**Exercise input**:
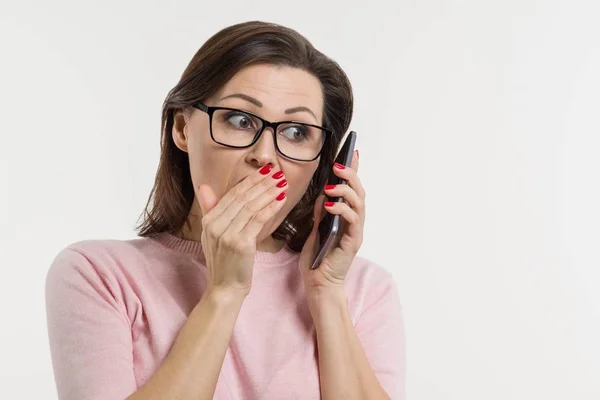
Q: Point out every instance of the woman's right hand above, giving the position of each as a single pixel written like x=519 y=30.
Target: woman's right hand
x=230 y=227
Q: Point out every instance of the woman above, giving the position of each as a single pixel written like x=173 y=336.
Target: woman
x=215 y=300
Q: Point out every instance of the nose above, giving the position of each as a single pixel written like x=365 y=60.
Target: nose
x=263 y=151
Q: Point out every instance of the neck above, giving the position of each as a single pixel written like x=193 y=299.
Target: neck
x=192 y=230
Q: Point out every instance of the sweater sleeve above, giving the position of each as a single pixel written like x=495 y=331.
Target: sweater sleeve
x=88 y=330
x=380 y=329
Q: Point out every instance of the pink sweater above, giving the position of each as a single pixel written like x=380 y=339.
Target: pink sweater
x=114 y=309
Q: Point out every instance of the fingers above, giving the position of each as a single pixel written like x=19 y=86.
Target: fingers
x=258 y=220
x=211 y=214
x=350 y=176
x=345 y=211
x=207 y=198
x=355 y=222
x=246 y=204
x=259 y=210
x=349 y=195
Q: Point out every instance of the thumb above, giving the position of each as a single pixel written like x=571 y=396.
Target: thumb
x=207 y=198
x=318 y=214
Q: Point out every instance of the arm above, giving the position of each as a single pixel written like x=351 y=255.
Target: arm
x=192 y=368
x=91 y=344
x=362 y=362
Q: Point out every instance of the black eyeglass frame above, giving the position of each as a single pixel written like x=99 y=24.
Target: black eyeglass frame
x=265 y=124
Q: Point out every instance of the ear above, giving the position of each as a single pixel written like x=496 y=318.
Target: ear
x=179 y=130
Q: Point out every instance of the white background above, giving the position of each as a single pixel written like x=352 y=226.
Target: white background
x=479 y=130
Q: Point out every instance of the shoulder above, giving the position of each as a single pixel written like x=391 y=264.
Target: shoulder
x=369 y=286
x=103 y=259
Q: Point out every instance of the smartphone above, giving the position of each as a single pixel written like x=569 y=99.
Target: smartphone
x=331 y=225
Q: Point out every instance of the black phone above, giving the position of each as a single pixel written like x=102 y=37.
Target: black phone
x=331 y=225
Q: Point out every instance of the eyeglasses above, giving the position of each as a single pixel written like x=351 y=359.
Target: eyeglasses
x=239 y=129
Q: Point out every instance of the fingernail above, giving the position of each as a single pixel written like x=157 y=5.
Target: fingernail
x=266 y=169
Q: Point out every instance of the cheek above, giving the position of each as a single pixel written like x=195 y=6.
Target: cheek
x=206 y=165
x=299 y=181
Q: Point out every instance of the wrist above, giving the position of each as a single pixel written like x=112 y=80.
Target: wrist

**Exercise requirements**:
Starting at the line that contains "Q: Point out every instance of the thumb", print every line through the end of the listing, word for word. Leave out all the rest.

**Solution to this problem**:
Q: Point out every instance of the thumb above, giving the position of each as a single pixel written like x=571 y=396.
Target: thumb
x=207 y=198
x=318 y=214
Q: Point out every instance of the arm above, giving the position of each as a single pixel written like x=351 y=255.
Target: arm
x=192 y=368
x=91 y=344
x=362 y=362
Q: Point out every instance of the black eyeglass frame above, giving the position of each as a single pixel written like x=99 y=24.
Target: black eyeglass frame
x=265 y=124
Q: Point out every instance of the ear above, giving the position of each as a single pixel written like x=496 y=318.
Target: ear
x=179 y=130
Q: Point out every instance of the white background above, giving the position of each as a single pixel written like x=352 y=226.
Target: white background
x=479 y=130
Q: Point out every instance of the shoulder above, giving the position of each as a single pixel written like x=391 y=264.
Target: shoulder
x=369 y=286
x=103 y=259
Q: Point out every instance of the smartphone above, giving the position of each as a single pixel written like x=569 y=99.
Target: smartphone
x=331 y=225
Q: Point out every instance of the black phone above, giving the position of each as a single pixel written like x=102 y=37.
Target: black phone
x=331 y=225
Q: Point out every instance of the eyeglasses above, giving the position of each as a single pixel written like x=351 y=359.
Target: eyeglasses
x=239 y=129
Q: Point out every instance of the fingernail above, giving the position of each as a single pixel written like x=157 y=5.
Target: fingernail
x=266 y=169
Q: Point out every instance of the cheek above, giving the position of each as a single pixel written like x=195 y=6.
Target: cheek
x=206 y=165
x=299 y=181
Q: Point out every instance of the wrist above, giving the position of each as a single pixel written like x=112 y=80.
Target: wrist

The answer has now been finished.